------ Input for this task

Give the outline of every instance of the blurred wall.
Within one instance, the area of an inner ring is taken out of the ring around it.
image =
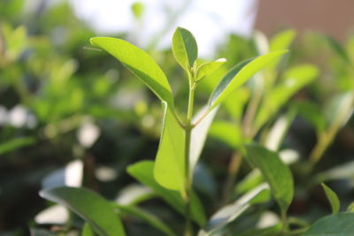
[[[312,29],[342,40],[354,29],[354,0],[259,0],[256,28]]]

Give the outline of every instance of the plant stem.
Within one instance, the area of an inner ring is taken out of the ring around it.
[[[190,80],[191,81],[191,80]],[[194,106],[194,92],[196,86],[191,81],[189,83],[189,96],[187,111],[187,123],[185,126],[186,140],[185,140],[185,159],[184,159],[184,190],[185,190],[185,204],[186,204],[186,231],[185,236],[192,236],[192,216],[191,216],[191,195],[192,195],[192,177],[189,171],[189,150],[190,150],[190,136],[192,134],[192,118]]]

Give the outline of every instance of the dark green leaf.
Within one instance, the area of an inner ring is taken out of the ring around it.
[[[119,59],[127,69],[142,80],[159,99],[173,107],[173,98],[168,80],[154,59],[141,49],[116,38],[94,37],[92,45],[100,47]]]
[[[153,176],[154,162],[142,161],[130,165],[127,172],[135,178],[142,184],[150,187],[165,202],[170,204],[178,212],[184,214],[185,205],[181,193],[166,189],[161,187]],[[199,199],[196,194],[192,194],[192,217],[200,225],[203,226],[205,222],[205,214]]]
[[[172,40],[172,51],[181,66],[189,71],[198,57],[198,47],[193,34],[185,28],[177,27]]]
[[[123,225],[111,204],[92,191],[59,187],[42,190],[40,195],[72,209],[101,236],[125,235]]]
[[[329,203],[331,203],[332,213],[337,214],[341,208],[341,202],[339,202],[337,194],[324,183],[321,183],[321,186],[323,190],[325,190],[326,196],[328,199]]]
[[[351,236],[354,213],[339,213],[319,219],[302,236]]]
[[[262,172],[271,187],[272,194],[282,212],[285,212],[294,195],[294,183],[290,170],[275,152],[258,144],[247,145],[246,148],[247,158]]]
[[[0,155],[20,148],[22,147],[30,146],[35,142],[33,137],[15,138],[6,142],[0,143]]]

------------

== What you should do ==
Please copy the rows from the line containing "Give the outline of every instance of the dark" through the end of the rows, keeping both ends and the requests, and scale every coordinate in the answers by 2.25, rounding to whole numbers with halves going up.

== Correct answer ==
Give the outline of every instance of the dark green leaf.
Within one instance, the area of an inner ring is taken out of the ring around it.
[[[268,133],[286,155],[320,180],[358,223],[389,241],[389,221],[378,180],[347,133],[317,110],[261,86],[212,83],[207,101],[225,106]]]
[[[344,396],[347,365],[320,362],[293,371],[286,387],[304,401],[320,414],[338,421],[371,455],[383,459],[401,477],[414,482],[416,461],[407,434],[374,425],[362,421]],[[448,448],[441,437],[432,437],[432,488],[450,506],[457,509],[461,500],[461,482]]]
[[[387,90],[387,115],[407,149],[425,160],[446,128],[446,106],[434,77],[416,63],[398,61]]]
[[[277,506],[250,459],[207,430],[133,421],[95,428],[90,439],[162,470],[227,531],[281,529]]]
[[[740,457],[745,457],[747,479],[758,482],[767,468],[767,455],[763,455],[758,437],[729,412],[722,412],[722,419],[727,428],[731,428],[734,441],[738,448]]]
[[[790,531],[797,479],[763,479],[718,493],[680,531]]]
[[[590,387],[610,421],[612,437],[635,477],[641,477],[662,439],[662,412],[653,383],[619,342],[581,324],[556,326],[554,333],[556,356]]]
[[[0,349],[45,333],[50,331],[68,329],[79,320],[74,308],[34,311],[14,320],[0,322]]]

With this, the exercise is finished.